- **List of tasks**:
a) In the forum post about putting a vapor barrier under a woodshed, how much ground did the poster cut out of the back part of the pole barn?
b) Pick up the forum post about putting a vapor barrier under a woodshed right after its last sentence, and keep writing it.

- **Provided passage**:
** Begin **

# Vapor barrier under woodshead?



## Cowboy Billy (Jun 11, 2010)

We had a pole barn built in march. Two weeks ago we finished up the floor inside and I put a vapor barrier under the gravel. I have been seeing a lot of nice new woodsheds here lately and hope to build one myself this year. Now I am thinking it would be a good idea to put a VB under that as well. Right now all my wood is stacked on top of 3x5 landscape timbers and I have noticed the bottom 2-3 rows of wood are noticeably wetter and dry slower the the upper rows.



Here's the new floor in the pole barn.

I know they put a vapor barrier under concrete now to keep moisture from coming up through it. So I thought it would be a good idea to put it under my gravel in the pole barn. After all the more moisture I can keep off of my tractors and equ the longer it will last. I was surprised how many people thought I was wasting my time. That air moving through the barn would get rid of any moisture coming up through the floor. But I still think its a good idea and did it anyway. After all moisture is always coming up from the ground especially in the spring. 

Since I put the pole barn up in march and I could not get the pad level because it was frozen. I had the back part of barn set right on the ground. I had to go in and cut out 1.4 feet of ground so I could get my vapor barrier and gravel in. I took that much out so if I ever have concrete put in I will still have a foot of gravel under it.

** End **

- **Information provided**:

** Begin **

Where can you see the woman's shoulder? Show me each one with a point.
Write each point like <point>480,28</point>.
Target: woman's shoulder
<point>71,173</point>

** End **

- **Task results**:
a) 1.4 feet.

b)
My brother Timmy nephew Chase brother Tommy and Me






Vapor barrier is down and ready for gravel. Tommy's getting a well deserved drink!






Gravel is going in. Tommy was loading the gravel in the pit with the loader. He had to get buckets from different areas of the pit to make the correct mix of sand and gravel. Timmy hauled it in the dump truck and dumped infront of the door. And I pushed it in and leveled it with the bulldozer.






Dad inside the pole barn with the floor done






Dad Tommy Timmy Chase






Sure is nice to have the floor done! Now I can start organizing and putting things away

Billy


----------



## SolarAndWood (Jun 11, 2010)

Looks great Billy and I don't think you were wasting your time.  Moisture and heaving in any building sucks.  We are losing the barn at the camp because of it.  Even after digging a 200' drain on the uphill side a few years ago, it is always damp in there.


----------



## Cowboy Billy (Jun 11, 2010)

Thanks S&W

Thats a bummer. I love old barns. When I put the road in to our place I cut the side of the road down to hard clay so any water in the road bed will drain out into the ditch.

I did basically the same with the pole barn. I had to fill the front half but the back half was sitting right on the ground. I cut the ground away from it going one foot down for five feet going out. That way all the water from the ground and off the roof will run away from building.











Then there's my Uncle all his buildings are in a hole and wet all the time. Him and his friend used our backhoe and dug a ditch behind one and he was bragging on how well it was working. I didn't say anything as I watched all the water coming off the front of the roof run through the building to the ditch in the back. He also put up a pole barn 20 years ago. Pushed out 1.5 feet of topsoil and clay and filled it with sand. And created a bathtub. When it rains the sand fills with water but doesn't have anywhere to go so it just sits there and evaporits into the building.

Billy


----------



## smokinj (Jun 11, 2010)

Holly smoke thats a monster.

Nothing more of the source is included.